OEFENTEKST:
::::::::::
Volgens haar wordt de interne markt tegengewerkt door nationale regelgeving. Niet door zichtbare grenzen, maar door verschillen in standaarden, vergunningen en administratieve eisen.
‘Zelfopgelegde handelsbarrières’
Lagarde spreekt van “zelfopgelegde tarieven”. Daarmee bedoelt zij geen invoerheffingen, maar nationale regels die de handel tussen lidstaten belemmeren. Deze regels beschermen vaak lokale markten of tradities, maar verstoren volgens haar het functioneren van de EU als één economische ruimte.
Berekeningen waar Lagarde naar verwijst, laten zien dat deze interne barrières neerkomen op een effectieve heffing van ongeveer 110 procent voor diensten en 60 procent voor goederen binnen de EU.
::::::::::
GEGEVEN INFORMATIE:
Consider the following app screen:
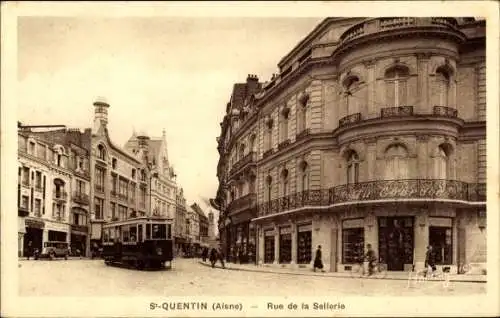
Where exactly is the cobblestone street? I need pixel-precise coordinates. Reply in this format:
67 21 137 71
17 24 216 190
19 259 486 297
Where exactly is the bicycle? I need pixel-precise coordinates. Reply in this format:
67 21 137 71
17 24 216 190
351 261 387 278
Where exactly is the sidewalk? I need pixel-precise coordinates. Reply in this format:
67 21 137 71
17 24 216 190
198 261 486 283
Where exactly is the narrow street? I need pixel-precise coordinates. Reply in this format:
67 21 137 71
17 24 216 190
19 259 486 297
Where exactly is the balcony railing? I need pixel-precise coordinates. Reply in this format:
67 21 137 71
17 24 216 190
262 148 274 158
73 191 90 205
278 139 291 150
340 17 457 43
380 106 413 118
258 179 486 216
295 128 311 141
227 193 257 213
54 191 68 201
231 151 257 174
339 113 361 127
434 106 458 118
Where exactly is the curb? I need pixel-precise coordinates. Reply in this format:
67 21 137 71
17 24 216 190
198 261 487 284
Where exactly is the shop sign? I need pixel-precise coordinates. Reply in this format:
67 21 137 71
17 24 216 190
297 224 312 232
25 219 45 229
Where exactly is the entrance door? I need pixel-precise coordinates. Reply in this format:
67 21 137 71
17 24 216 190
378 217 413 271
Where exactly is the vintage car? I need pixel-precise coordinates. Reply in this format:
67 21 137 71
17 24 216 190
34 241 69 259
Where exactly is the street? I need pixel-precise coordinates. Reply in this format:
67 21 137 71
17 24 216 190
18 259 487 297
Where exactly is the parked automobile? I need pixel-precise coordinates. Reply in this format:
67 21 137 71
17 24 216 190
34 241 69 259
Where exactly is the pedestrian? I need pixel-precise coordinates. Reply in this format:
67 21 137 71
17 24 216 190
424 245 436 277
26 241 33 261
313 245 324 272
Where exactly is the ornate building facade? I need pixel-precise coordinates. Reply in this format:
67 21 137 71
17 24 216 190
18 126 90 256
212 17 486 272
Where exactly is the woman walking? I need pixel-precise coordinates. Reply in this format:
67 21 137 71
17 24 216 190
::::::::::
OPDRACHT:
Pak de tekst over Lagardes kritiek op de interne handelsbarrières in de EU op na de laatste zin en schrijf hem verder.

ANTWOORD:
“Wij hebben een bijzondere neiging om dit onszelf aan te doen,” zegt Lagarde. “We beperken de stroom van goederen en diensten tussen lidstaten die eigenlijk één markt zouden moeten vormen.” Volgens haar is dat geen neutraliteit, maar economisch zelfverlies.
Minder nationale speelruimte
De ECB-voorzitter wijst vooral naar nationale overheden die EU-regels strenger toepassen dan nodig. Lidstaten voegen extra eisen toe aan Europese wetgeving, vaak uit politieke of culturele overwegingen. “Iedereen wil er nog iets bovenop leggen,” zegt Lagarde. “Meer regels, meer controle, meer administratie dan vereist.”
Volgens haar leidt dit tot versnippering en inefficiëntie. De impliciete boodschap is duidelijk: nationale beleidsvrijheid moet worden teruggedrongen. In plaats daarvan pleit Lagarde voor uniforme regels en centrale besluitvorming op EU-niveau.
Die lijn past binnen een bredere beweging richting EU-federalisering, waarbij lidstaten minder zelfstandig beleid voeren en de Europese instellingen meer macht krijgen.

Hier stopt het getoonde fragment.